╭──

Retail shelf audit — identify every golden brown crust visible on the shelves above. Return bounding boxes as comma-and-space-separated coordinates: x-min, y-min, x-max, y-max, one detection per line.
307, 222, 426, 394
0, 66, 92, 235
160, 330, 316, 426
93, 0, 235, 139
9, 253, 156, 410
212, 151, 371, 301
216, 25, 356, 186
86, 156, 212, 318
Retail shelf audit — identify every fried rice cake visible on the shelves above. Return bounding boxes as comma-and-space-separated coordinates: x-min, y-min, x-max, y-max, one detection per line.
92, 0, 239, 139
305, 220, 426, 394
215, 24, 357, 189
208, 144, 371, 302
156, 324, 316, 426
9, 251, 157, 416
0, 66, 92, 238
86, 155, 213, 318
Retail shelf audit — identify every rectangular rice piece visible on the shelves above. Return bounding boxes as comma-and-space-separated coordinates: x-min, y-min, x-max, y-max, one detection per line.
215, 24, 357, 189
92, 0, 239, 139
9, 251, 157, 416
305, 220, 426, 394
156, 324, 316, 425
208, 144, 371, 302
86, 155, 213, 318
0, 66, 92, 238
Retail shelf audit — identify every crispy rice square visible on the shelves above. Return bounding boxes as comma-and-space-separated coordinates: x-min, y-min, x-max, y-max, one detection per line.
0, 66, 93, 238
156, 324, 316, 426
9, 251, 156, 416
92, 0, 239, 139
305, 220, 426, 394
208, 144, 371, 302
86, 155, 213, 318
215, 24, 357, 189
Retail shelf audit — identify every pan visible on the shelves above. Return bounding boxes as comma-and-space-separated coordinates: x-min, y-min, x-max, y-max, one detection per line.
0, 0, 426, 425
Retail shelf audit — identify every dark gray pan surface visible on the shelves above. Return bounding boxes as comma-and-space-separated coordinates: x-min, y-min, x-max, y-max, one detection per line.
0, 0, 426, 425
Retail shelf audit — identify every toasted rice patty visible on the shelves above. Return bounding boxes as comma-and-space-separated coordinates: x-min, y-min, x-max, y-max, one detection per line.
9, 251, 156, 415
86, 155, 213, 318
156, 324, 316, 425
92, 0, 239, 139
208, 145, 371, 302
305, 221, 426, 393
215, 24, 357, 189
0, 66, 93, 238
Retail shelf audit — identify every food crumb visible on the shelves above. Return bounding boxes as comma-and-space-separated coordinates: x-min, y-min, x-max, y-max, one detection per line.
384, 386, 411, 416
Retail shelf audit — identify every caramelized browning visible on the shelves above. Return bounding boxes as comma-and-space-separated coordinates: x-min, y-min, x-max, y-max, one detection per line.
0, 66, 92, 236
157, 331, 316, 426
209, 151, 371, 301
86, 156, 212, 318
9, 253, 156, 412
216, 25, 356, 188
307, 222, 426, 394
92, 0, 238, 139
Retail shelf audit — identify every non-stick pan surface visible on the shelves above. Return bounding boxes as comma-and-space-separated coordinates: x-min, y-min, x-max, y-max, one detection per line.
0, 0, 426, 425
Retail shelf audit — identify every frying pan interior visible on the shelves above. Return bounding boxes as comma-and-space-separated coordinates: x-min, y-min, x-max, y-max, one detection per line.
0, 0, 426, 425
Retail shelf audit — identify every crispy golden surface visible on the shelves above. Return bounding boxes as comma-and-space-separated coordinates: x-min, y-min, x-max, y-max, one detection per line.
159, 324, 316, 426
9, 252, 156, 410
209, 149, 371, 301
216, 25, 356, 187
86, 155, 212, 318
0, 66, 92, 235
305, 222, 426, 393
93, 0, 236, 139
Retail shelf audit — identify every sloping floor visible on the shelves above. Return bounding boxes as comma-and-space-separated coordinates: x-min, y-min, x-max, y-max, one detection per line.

╰──

=== Instruksi Tugas ===
Kembalikan setiap baris catatan di atas yang memuat kata "surface". Huruf besar dan huruf kecil dibedakan.

=== Jawaban Tertulis ===
Retail shelf audit — identify every dark gray pan surface visible on the shelves above. Return bounding boxes as comma-and-space-separated coordinates: x-min, y-min, x-max, y-max, one detection per line.
Retail shelf audit — identify every non-stick pan surface visible on the shelves above. Return bounding boxes as comma-and-space-separated coordinates: x-min, y-min, x-max, y-max, one detection per line.
Retail shelf audit — identify every crispy golden surface visible on the shelves above. Return bounding boxes as comma-and-space-separated coordinates: x-min, y-min, x-max, y-max, one detection per line.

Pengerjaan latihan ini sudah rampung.